### Набор заданий:
1. Сколько лет назад, по словам Леонида Бахнова во фрагменте, соавтор дал ему почитать переписку?
2. Повторите дословно отрезок фрагмента от слов «Наум Вайман: В принципе» до слов «взгляд, против Гены.» включительно.

### Фрагмент документа:
# # #
Леонид Бахнов и Геннадий Калашников

 

      Леонид Бахнов: Просто мне кажется, что тут мы дело имеет с такой любопытной по-своему дилеммой. Значит, смотрите, вот это книга о Мандельштаме. Переписка двух соавторов, двух друзей, двух людей, которые над этим долго, мучительно думали, пытаясь выяснить какую-то истину. Это одна сторона книги. Вторая сторона. Я читал большие куски, когда это еще не было книгой. Когда это была просто переписка. Я читал ее как переписку. Мне было интересно, мне хотелось довольно часто не то что бы спорить, а дальше как-то идти, дополнять, додумывать, и т. д. Мне хотелось разговаривать с этими людьми, тем более, что я с ними лично знаком. Но вот выходит книга. Это уже другое кино. Как говорится, что написано пером… Да, это, может быть, книга не столько о Мандельштаме, сколько о двух этих людях, об их философии, социальной и прочей психологии, их бзиках и комплексах, свойственных не только им одним. Портреты этих людей на фоне текущего времени, которое много чего меняет, и их в том числе, тут Сережа Костырко совершенно прав. И перехлесты Матвея, может быть, для понимания времени дают больше, чем спокойные, взвешенные рассуждения Наума. Но! Книга – это при всем том некий законченный текст. Многие из здесь присутствующих знают Матвея. Он человек темпераментный, может и упереться, но может и прислушаться к собеседнику, остыть, признать, что он не совсем прав или даже вовсе не прав, уточнить свою мысль, свою оценку. Но это в жизни. А в книге… Поди теперь докажи, что что-то ты сказал в запальчивости, что-то произнес такое, что говорится только между своими – переписка же! .. Поэтому здесь я готов присоединиться к Гене Калашникову. Уж коль скоро одному из соавторов предоставлено право делать книгу такой, какой он считает нужным, - неплохо бы ему позаботиться и о том, чтобы не подставлять другого соавтора.

      Наум Вайман: В принципе технически это было так: соавтору предлагалось перечитать, соответственно, поменять что-то, но он отказался участвовать. Тотально. Он человек тотальный по своей природе. И все что там оставлено, это оставлено мною, на мой страх и риск.  Вот ты точно выразил мою мысль, но при этом почему-то согласился с Геной, а я хотел использовать все твои аргументы. И они были, на мой взгляд, против Гены.

      Леонид Бахнов: Когда-то, лет пять назад, твой соавтор дал мне почитать вашу переписку – это было два здоровых файла под названием “Рубаха”.

      Наум Вайман: "В железной рубахе"
# # #
### Представленные сведения:
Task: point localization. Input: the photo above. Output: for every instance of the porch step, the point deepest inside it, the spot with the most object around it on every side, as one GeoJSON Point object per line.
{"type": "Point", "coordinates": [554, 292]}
# # #
### Ответы к заданиям:
1. Примерно пять лет назад.

2.
Наум Вайман: В принципе технически это было так: соавтору предлагалось перечитать, соответственно, поменять что-то, но он отказался участвовать. Тотально. Он человек тотальный по своей природе. И все что там оставлено, это оставлено мною, на мой страх и риск.  Вот ты точно выразил мою мысль, но при этом почему-то согласился с Геной, а я хотел использовать все твои аргументы. И они были, на мой взгляд, против Гены.